-- Page excerpt --
= Beginning of Section =
What the Voluntary Gap Means for Enterprise Buyers
For organizations that deploy frontier AI in regulated industries, finance, healthcare, critical infrastructure, the CAISI architecture has a specific implication that tends to get lost in the headline coverage. The agreements govern what happens before a model is released. They don’t govern what the deployer must do after they’ve adopted the model.
Enterprise AI buyers are not parties to the CAISI agreements. They don’t get access to CAISI’s evaluation findings. They don’t know what concerns, if any, were raised during pre-release review. The information-sharing that happens between CAISI and the labs doesn’t pass through to the organizations deploying those models at scale.
This creates a structural asymmetry: the federal government has evaluation access that enterprise buyers don’t. Whether that access produces information that those buyers would want, and whether any mechanism exists to get it to them, is a question the current architecture doesn’t answer.
What This Architecture Doesn’t Cover
Three gaps are worth naming precisely.
First, there’s no public disclosure requirement. CAISI’s evaluation results aren’t published. The labs aren’t required to disclose what evaluations found, what was changed as a result, or whether any findings were contested. The framework creates a private information channel between labs and government, not a public accountability mechanism.
Second, the agreements don’t address international coordination. CAISI’s evaluations happen on American frontier models. Models released by non-US labs, which include some of the most capable systems now in deployment, operate entirely outside this framework. The voluntary architecture is, by design, a relationship between the US government and US-based frontier labs.
Third, there’s no defined scope for what “pre-release evaluation” means in terms of what gets tested, by what methodology, or against what standards. NIST’s announcement describes the mechanism without specifying the rigor. What CAISI can evaluate is bounded by what CAISI has the staff, tools, and time to actually do.
= End of Section =
-- Parts of the exercise --
• 1. According to the excerpt on the CAISI agreements, what do the agreements govern?
• 2. List each gap that the excerpt on the CAISI agreements names under the heading "What This Architecture Doesn't Cover."

-- Given information --
= Beginning of Section =
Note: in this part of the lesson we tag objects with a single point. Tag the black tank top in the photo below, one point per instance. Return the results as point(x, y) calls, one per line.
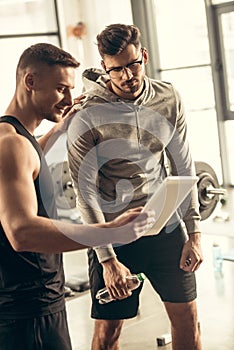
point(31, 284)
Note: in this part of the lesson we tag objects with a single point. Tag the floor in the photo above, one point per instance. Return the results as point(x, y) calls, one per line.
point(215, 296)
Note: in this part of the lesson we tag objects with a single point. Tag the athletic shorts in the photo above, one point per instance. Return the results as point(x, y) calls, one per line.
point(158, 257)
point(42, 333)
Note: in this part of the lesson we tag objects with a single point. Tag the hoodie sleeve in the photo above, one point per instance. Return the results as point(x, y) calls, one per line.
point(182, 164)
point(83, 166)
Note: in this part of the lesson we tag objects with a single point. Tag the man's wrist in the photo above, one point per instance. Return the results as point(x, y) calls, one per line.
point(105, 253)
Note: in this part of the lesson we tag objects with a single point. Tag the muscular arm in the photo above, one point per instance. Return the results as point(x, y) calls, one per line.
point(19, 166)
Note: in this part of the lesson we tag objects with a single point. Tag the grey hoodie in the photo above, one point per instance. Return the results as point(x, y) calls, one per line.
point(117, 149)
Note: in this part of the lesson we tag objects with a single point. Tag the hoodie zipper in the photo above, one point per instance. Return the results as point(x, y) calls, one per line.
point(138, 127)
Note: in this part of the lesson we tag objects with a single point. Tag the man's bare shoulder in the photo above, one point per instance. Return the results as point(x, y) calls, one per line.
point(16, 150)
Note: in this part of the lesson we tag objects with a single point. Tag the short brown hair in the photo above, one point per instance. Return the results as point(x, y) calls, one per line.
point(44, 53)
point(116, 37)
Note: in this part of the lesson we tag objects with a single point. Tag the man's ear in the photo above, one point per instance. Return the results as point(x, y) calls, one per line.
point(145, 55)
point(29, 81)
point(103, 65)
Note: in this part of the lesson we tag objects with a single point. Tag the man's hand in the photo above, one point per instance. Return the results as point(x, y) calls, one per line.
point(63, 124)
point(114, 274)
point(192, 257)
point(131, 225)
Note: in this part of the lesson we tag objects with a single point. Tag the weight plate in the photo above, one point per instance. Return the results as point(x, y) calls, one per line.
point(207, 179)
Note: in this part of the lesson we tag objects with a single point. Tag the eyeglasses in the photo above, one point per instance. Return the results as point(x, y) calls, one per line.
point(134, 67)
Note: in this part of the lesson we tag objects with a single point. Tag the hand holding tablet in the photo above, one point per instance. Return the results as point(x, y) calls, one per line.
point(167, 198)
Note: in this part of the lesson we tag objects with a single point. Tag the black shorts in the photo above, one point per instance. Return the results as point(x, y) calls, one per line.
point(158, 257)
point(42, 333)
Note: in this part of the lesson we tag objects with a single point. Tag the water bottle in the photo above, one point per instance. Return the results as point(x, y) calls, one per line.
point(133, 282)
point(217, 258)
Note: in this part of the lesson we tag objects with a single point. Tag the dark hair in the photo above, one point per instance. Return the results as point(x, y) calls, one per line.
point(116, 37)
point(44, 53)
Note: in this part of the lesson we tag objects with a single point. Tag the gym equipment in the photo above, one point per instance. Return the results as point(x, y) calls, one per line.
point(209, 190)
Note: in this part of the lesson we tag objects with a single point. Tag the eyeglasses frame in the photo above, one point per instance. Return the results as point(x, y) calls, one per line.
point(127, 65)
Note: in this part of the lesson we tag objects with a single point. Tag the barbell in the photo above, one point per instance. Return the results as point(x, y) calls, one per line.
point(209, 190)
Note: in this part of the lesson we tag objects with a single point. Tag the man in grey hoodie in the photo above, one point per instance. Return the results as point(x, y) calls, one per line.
= End of Section =
= Beginning of Section =
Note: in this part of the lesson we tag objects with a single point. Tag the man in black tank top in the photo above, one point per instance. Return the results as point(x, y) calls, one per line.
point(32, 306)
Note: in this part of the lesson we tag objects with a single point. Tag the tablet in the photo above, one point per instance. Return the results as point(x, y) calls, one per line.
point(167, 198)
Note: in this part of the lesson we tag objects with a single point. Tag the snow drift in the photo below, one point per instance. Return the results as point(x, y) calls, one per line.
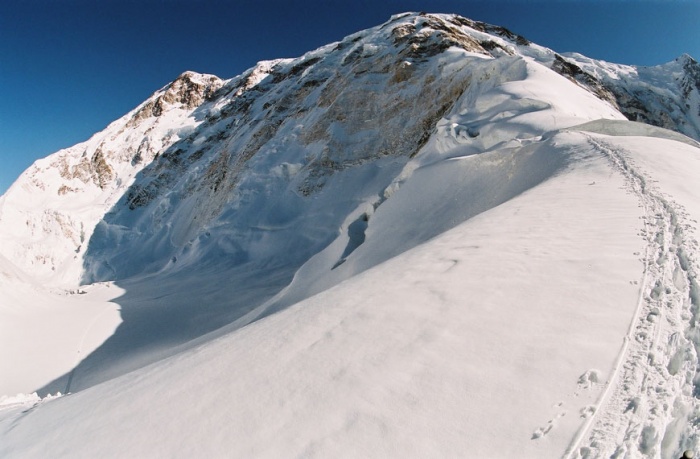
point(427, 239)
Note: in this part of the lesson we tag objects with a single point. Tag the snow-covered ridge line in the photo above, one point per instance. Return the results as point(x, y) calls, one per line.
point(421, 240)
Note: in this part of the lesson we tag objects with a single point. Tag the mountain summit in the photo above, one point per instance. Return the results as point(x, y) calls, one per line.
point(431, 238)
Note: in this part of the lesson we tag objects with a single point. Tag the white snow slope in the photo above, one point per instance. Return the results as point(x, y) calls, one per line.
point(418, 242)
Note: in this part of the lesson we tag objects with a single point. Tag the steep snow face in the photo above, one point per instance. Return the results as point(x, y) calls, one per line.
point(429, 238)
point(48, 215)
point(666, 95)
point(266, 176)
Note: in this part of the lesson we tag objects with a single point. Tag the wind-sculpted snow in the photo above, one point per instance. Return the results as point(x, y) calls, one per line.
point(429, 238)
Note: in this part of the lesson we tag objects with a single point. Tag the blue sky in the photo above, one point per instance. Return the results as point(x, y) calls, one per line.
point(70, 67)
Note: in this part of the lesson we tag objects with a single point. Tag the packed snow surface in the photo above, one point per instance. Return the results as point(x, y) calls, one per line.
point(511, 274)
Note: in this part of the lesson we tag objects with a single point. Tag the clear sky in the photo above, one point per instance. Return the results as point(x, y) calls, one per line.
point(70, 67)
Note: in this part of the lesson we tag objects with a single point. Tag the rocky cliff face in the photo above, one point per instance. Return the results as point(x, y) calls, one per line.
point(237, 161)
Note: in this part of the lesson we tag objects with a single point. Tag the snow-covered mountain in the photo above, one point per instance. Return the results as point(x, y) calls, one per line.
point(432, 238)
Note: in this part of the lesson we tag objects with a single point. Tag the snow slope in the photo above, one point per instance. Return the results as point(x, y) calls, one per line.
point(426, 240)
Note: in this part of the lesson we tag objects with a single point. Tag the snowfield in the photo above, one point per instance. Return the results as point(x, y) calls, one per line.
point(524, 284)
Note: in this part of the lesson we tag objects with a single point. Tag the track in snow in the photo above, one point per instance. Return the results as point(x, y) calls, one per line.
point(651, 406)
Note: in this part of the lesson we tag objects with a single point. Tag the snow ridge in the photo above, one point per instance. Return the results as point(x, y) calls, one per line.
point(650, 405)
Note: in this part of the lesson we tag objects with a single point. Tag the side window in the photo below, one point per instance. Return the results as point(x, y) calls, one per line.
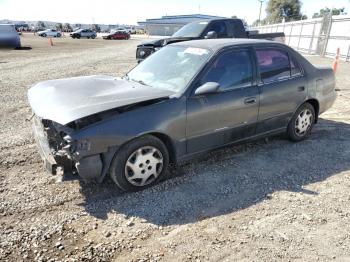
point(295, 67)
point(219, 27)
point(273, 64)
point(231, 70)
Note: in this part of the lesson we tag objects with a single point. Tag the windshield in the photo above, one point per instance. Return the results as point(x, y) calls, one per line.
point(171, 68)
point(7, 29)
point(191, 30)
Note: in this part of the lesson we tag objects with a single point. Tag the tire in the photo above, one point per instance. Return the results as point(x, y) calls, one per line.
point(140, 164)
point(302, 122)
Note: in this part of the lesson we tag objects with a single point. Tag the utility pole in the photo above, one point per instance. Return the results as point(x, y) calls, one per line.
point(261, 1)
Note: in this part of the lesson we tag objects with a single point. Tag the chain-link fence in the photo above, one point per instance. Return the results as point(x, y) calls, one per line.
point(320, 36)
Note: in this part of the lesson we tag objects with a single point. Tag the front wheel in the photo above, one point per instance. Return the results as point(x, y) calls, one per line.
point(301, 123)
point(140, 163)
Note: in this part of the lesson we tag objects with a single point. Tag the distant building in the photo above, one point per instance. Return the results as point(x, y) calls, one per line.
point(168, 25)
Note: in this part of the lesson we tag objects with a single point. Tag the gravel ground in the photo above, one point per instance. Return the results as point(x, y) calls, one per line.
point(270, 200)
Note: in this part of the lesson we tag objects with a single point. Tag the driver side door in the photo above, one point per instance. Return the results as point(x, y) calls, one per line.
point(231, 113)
= End of Section =
-- Responses to the exercise --
• 1. They govern what happens before a model is released.

• 2.
- There is no public disclosure requirement.
- The agreements don't address international coordination.
- There is no defined scope for what "pre-release evaluation" means in terms of what gets tested, by what methodology, or against what standards.